__OBJECTIVE 1__
According to the speech text, in what year was the ban on drift netting for salmon off the Scottish coast imposed?

__TEXT SEGMENT__
☆ ☆ ☆ ☆ ☆ ☆ ☆

Hamish Watt – 1978 Speech on Drift Net Fishing

Below is the text of the speech made by Hamish Watt, the then SNP MP for Banff, in the House of Commons on 19 May 1978.

I note that the Minister who is to reply to the debate comes from the West of Scotland. I come from the North-East of Scotland. The matter that we are debating is entirely Scottish. There must be a message there for someone.

I welcome the opportunity to bring to the attention of the House and to the public at large the continuing and, ​ inded, what is worse, the intensifying of the ban on the drift netting for salmon off the Scottish coast.

This ban was imposed on the fishermen of Scotland, all of whom at that time operated small boats of about 40 feet, in 1962. That measure which went quickly through the House, was described by Sir William Duthie, who was my predecessor but one as the Member of Parliament for Banff, as the worst piece of class legislation that ever went through Parliament. Sir William found it necessary to resign from the Tory Party in protest at the time. Since then, these fishermen have still been denied the opportunity to get a fair share of the catch of salmon which yearly return from their feeding grounds in the North Atlantic and which swim around the coast of Scotland seeking to return to their river of origin.

☆ ☆ ☆ ☆ ☆ ☆ ☆

__RECORDS SHOWN__
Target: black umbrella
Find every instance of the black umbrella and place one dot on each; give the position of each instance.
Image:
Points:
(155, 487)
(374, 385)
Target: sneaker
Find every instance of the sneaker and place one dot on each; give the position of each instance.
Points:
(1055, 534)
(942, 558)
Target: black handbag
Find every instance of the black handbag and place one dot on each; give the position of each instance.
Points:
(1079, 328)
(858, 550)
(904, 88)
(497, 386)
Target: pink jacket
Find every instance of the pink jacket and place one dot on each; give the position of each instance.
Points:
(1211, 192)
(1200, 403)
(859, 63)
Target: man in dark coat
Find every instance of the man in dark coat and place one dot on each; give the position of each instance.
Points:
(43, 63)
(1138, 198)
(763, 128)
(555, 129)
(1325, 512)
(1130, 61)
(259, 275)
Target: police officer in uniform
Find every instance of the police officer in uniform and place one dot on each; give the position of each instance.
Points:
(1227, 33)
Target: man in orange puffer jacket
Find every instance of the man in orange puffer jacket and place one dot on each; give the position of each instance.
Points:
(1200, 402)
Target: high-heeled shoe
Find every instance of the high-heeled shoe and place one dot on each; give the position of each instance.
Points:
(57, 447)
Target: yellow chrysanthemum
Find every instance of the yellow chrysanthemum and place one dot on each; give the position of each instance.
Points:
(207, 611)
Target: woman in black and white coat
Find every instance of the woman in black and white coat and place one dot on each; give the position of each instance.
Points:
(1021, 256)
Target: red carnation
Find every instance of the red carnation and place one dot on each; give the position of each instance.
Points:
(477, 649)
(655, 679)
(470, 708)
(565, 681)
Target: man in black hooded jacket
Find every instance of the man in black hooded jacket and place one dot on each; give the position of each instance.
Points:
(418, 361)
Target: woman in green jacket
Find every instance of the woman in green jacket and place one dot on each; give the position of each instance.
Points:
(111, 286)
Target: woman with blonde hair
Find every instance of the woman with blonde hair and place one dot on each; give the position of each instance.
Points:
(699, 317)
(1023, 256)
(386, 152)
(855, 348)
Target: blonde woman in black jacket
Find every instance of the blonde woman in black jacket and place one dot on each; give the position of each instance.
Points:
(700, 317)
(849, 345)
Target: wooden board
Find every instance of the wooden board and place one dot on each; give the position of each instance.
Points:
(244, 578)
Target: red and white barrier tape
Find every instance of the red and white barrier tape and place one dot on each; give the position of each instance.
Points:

☆ ☆ ☆ ☆ ☆ ☆ ☆

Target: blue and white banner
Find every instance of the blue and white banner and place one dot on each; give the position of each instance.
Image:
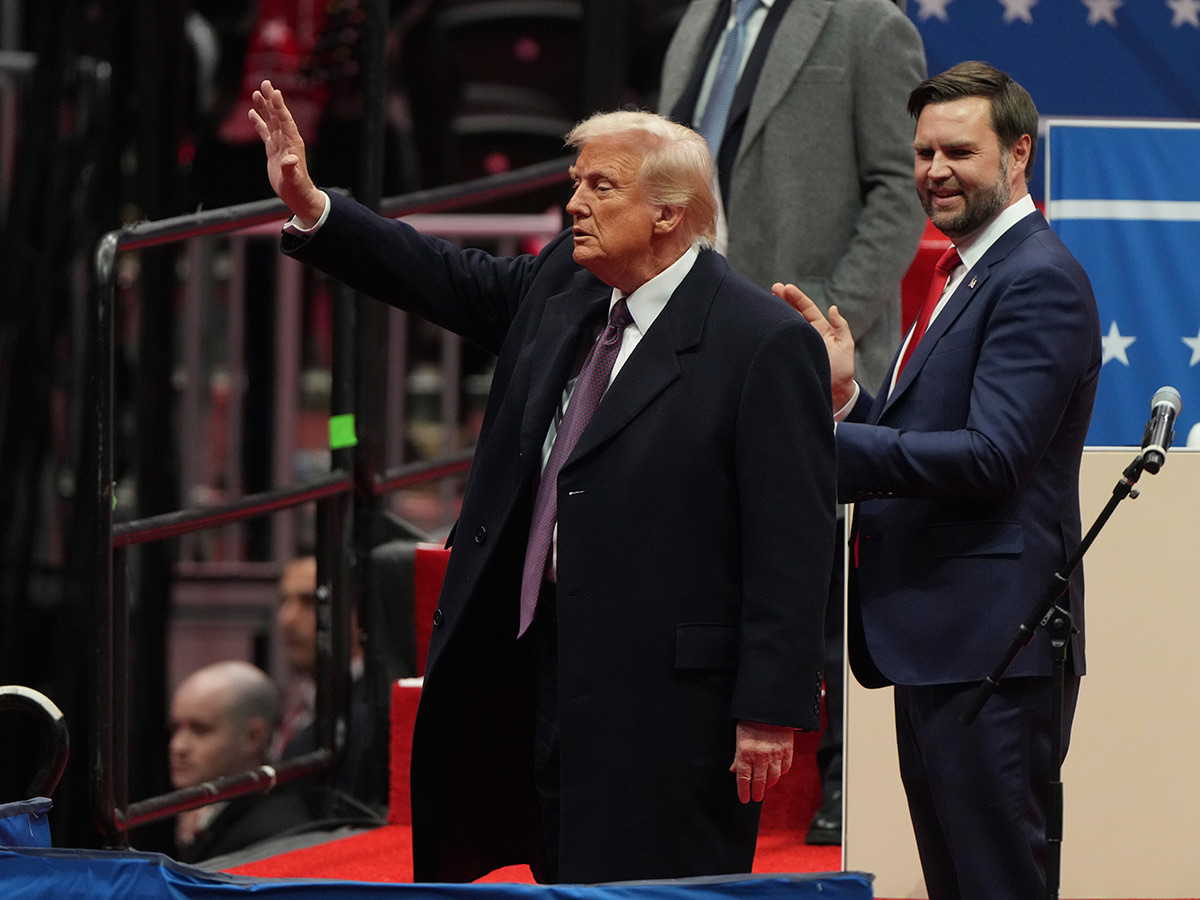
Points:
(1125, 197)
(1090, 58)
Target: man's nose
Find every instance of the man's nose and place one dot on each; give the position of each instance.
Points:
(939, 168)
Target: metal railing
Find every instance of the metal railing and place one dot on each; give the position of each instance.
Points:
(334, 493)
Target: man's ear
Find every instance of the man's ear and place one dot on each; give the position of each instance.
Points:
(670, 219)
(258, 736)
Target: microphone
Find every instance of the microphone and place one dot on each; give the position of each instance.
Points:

☆ ☆ ☆ ☆ ☆ ☆ ☆

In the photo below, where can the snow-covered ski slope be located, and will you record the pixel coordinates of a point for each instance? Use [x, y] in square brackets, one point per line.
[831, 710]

☆ ☆ ☆ ☆ ☆ ☆ ☆

__OBJECTIVE 2__
Can you convert the records, everything from the line containing "Target: woman in black and white coat" down to the line containing "(1021, 256)", into a JSON list of strings with one string per line and blank lines omitted?

__CORRECT ANSWER 1__
1962

__CORRECT ANSWER 2__
[
  "Target: woman in black and white coat",
  "Find every instance of the woman in black and white coat and place one dot on each; give the position of each instance.",
  "Points:",
  "(1021, 256)"
]